* WHAT TO DO *
Word for word, restate all of the entries.

* TASK INPUTS *

━━━━━━

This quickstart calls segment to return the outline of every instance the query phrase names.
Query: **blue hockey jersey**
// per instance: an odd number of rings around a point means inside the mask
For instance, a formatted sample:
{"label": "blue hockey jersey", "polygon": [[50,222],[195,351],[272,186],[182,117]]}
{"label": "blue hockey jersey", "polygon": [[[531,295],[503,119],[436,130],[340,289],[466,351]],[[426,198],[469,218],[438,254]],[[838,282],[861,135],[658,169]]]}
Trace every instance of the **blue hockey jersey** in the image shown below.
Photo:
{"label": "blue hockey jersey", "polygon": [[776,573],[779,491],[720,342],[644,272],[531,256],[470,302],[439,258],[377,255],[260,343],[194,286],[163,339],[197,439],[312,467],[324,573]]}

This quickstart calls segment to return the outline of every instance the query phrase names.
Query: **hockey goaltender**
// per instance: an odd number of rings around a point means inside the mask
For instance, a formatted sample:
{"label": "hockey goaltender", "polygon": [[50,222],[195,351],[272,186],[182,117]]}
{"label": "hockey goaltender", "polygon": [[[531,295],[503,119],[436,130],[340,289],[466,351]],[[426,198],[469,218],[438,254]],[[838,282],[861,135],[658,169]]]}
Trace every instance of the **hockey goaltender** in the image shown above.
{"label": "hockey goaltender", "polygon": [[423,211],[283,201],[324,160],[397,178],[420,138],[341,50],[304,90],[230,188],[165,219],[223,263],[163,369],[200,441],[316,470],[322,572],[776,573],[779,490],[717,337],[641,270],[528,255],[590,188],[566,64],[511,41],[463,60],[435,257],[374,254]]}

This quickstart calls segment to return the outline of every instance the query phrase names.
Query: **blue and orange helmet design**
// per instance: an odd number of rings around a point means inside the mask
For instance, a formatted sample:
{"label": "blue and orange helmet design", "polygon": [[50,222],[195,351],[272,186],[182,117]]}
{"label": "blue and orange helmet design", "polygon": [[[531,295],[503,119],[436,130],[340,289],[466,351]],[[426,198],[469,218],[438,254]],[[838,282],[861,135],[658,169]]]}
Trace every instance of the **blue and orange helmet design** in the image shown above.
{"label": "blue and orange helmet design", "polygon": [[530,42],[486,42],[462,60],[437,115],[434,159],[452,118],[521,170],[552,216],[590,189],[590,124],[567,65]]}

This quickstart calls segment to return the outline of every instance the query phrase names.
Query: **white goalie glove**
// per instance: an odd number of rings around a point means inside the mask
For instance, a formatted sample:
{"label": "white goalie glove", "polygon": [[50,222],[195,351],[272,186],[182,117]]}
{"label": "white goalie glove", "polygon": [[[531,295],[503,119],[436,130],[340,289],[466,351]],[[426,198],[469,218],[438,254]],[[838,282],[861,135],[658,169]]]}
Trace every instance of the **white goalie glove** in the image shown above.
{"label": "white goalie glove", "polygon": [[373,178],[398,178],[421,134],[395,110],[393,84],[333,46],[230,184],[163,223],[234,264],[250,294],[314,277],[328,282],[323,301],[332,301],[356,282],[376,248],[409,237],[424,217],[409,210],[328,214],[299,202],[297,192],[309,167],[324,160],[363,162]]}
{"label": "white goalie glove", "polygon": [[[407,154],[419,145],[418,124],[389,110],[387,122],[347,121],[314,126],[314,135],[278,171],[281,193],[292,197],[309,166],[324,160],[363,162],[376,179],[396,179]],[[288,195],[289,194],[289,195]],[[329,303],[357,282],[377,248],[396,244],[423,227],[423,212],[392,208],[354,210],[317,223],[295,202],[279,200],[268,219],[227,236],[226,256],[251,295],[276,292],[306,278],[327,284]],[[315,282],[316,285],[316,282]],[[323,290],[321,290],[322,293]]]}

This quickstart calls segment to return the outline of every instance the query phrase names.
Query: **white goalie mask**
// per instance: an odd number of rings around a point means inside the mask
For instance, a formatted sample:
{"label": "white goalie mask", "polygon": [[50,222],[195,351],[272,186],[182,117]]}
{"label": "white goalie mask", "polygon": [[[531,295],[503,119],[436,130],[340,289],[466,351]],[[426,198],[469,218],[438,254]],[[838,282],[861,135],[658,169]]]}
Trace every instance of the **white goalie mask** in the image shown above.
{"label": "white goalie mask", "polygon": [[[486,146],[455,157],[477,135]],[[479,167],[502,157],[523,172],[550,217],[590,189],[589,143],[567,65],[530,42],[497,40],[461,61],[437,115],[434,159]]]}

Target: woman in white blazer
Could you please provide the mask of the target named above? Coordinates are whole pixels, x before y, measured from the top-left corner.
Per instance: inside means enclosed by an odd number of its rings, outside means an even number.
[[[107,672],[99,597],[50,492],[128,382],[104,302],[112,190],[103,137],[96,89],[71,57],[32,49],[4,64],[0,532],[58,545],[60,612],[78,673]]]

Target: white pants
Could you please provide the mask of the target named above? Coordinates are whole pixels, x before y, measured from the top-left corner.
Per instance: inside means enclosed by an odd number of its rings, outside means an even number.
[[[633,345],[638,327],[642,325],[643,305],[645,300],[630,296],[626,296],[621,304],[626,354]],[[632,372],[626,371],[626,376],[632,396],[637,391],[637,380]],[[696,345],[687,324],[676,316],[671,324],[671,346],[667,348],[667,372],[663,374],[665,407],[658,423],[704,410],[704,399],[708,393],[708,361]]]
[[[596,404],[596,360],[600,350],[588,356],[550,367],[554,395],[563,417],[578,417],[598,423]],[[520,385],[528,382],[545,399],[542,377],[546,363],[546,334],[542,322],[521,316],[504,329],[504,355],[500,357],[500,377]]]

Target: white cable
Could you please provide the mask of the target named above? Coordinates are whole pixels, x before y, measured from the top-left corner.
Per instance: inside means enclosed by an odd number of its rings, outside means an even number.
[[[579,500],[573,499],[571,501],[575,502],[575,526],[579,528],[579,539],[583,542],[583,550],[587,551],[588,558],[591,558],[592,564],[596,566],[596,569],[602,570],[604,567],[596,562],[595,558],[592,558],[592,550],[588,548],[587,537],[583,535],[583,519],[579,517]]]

━━━━━━

* RESULT OF THIS TASK *
This quickstart calls segment to return the outline of every instance the query phrase names.
Query: **blue hockey jersey**
// per instance: an odd number of rings around a point means inside the mask
For instance, a formatted sample:
{"label": "blue hockey jersey", "polygon": [[50,222],[195,351],[272,186],[182,117]]}
{"label": "blue hockey jersey", "polygon": [[[531,295],[503,119],[436,130],[340,289],[466,351]],[[426,198],[469,218],[438,254]],[[838,282],[861,135],[658,169]]]}
Trace every instance of the **blue hockey jersey** in the image shown below.
Photo:
{"label": "blue hockey jersey", "polygon": [[776,573],[779,491],[720,342],[644,272],[531,256],[470,302],[439,258],[377,255],[260,343],[194,286],[163,339],[197,439],[312,467],[324,573]]}

This quickstart calls segment to return the outline of every instance the query phrase names.
Query: **hockey goaltender**
// per instance: an odd number of rings around a point means inside the mask
For instance, a formatted sample:
{"label": "hockey goaltender", "polygon": [[50,222],[195,351],[272,186],[182,117]]}
{"label": "hockey goaltender", "polygon": [[[531,295],[503,119],[436,130],[340,289],[466,351]],[[426,198],[469,218],[438,254]],[[838,282],[861,135],[658,169]]]}
Trace every instance of the **hockey goaltender** in the image shown above.
{"label": "hockey goaltender", "polygon": [[423,211],[283,201],[324,160],[397,178],[420,138],[341,50],[304,90],[230,188],[165,219],[223,263],[163,369],[200,441],[316,470],[322,572],[776,573],[779,490],[717,337],[641,270],[528,255],[590,188],[566,64],[511,41],[463,60],[435,257],[374,254]]}

This quickstart calls segment to return the outline of every instance the query phrase names.
Query: **blue and orange helmet design**
// per instance: an odd number of rings around a point means inside the mask
For instance, a formatted sample:
{"label": "blue and orange helmet design", "polygon": [[50,222],[195,351],[272,186],[182,117]]}
{"label": "blue and orange helmet design", "polygon": [[[531,295],[503,119],[436,130],[340,289],[466,351]],[[426,198],[469,218],[438,254]],[[838,282],[861,135],[658,169]]]}
Trace every instance of the **blue and orange helmet design** in the image shown above.
{"label": "blue and orange helmet design", "polygon": [[530,42],[486,42],[462,60],[437,115],[434,159],[452,118],[521,170],[552,216],[590,189],[590,124],[567,65]]}

This quickstart calls segment to return the outline of every instance the query phrase names.
Query: **white goalie glove**
// per instance: an odd number of rings around a point means inside the mask
For instance, a formatted sample:
{"label": "white goalie glove", "polygon": [[50,222],[195,351],[272,186],[182,117]]}
{"label": "white goalie glove", "polygon": [[[531,295],[503,119],[436,130],[340,289],[466,351]],[[426,198],[469,218],[438,254]],[[838,282],[861,135],[658,169]]]}
Trace every instance of the **white goalie glove** in the image shown above.
{"label": "white goalie glove", "polygon": [[373,178],[398,178],[421,134],[395,110],[393,84],[333,46],[230,184],[163,223],[234,264],[250,294],[314,277],[328,282],[323,301],[332,301],[356,282],[376,248],[409,237],[424,217],[409,210],[328,214],[299,202],[297,192],[309,167],[324,160],[363,162]]}
{"label": "white goalie glove", "polygon": [[[407,154],[419,145],[418,124],[389,110],[387,122],[347,121],[314,126],[314,135],[278,171],[281,193],[292,197],[309,166],[324,160],[363,162],[376,179],[396,179]],[[288,195],[289,194],[289,195]],[[329,303],[357,282],[377,248],[396,244],[423,227],[423,212],[392,208],[354,210],[317,223],[295,202],[279,200],[268,219],[227,236],[226,256],[251,295],[276,292],[306,278],[327,284]],[[315,282],[316,285],[316,282]],[[323,290],[321,290],[322,293]]]}

This quickstart calls segment to return the outline of every instance the query phrase names.
Query: **white goalie mask**
// per instance: an odd number of rings around a point means inside the mask
For instance, a formatted sample:
{"label": "white goalie mask", "polygon": [[50,222],[195,351],[272,186],[182,117]]}
{"label": "white goalie mask", "polygon": [[[531,295],[503,119],[436,130],[340,289],[466,351]],[[426,198],[469,218],[438,254]],[[838,282],[861,135],[658,169]]]}
Trace every instance of the **white goalie mask** in the image shown above.
{"label": "white goalie mask", "polygon": [[[486,146],[455,157],[477,135]],[[479,167],[502,157],[523,172],[550,217],[590,189],[589,143],[567,65],[530,42],[497,40],[461,61],[437,115],[434,159]]]}

Target: woman in white blazer
Could you please provide the mask of the target named above? Coordinates are whole pixels, x before y, measured from the top-left corner.
Per instance: inside means enclosed by an odd number of its rings, outside means an even number.
[[[107,672],[99,597],[50,492],[128,382],[104,302],[112,190],[103,137],[96,89],[71,57],[32,49],[4,64],[0,532],[58,545],[60,612],[78,673]]]

Target: white pants
Could you please provide the mask of the target named above? Coordinates are whole pixels, x before y, measured from the top-left corner.
Per instance: inside means enclosed by an odd number of its rings, outside means an even number.
[[[633,345],[638,327],[642,325],[643,305],[645,300],[630,296],[626,296],[621,304],[626,354]],[[632,372],[626,371],[626,376],[632,396],[637,391],[637,380]],[[696,345],[687,324],[676,316],[671,324],[671,346],[667,348],[667,372],[663,374],[665,407],[658,423],[704,410],[704,399],[708,393],[708,361]]]
[[[596,404],[596,360],[600,350],[588,356],[550,367],[554,395],[563,417],[578,417],[598,423]],[[520,385],[528,382],[545,399],[542,377],[546,363],[546,334],[542,322],[521,316],[504,329],[504,355],[500,357],[500,377]]]

Target: white cable
Could you please provide the mask of the target named above? Coordinates are whole pixels, x before y, measured from the top-left corner.
Per instance: inside means enclosed by an odd number of its rings, outside means an even number.
[[[579,500],[573,499],[571,501],[575,502],[575,526],[579,528],[579,539],[583,542],[583,550],[587,551],[588,558],[591,558],[592,564],[596,566],[596,569],[602,570],[604,567],[596,562],[595,558],[592,558],[592,550],[588,548],[587,537],[583,535],[583,519],[579,517]]]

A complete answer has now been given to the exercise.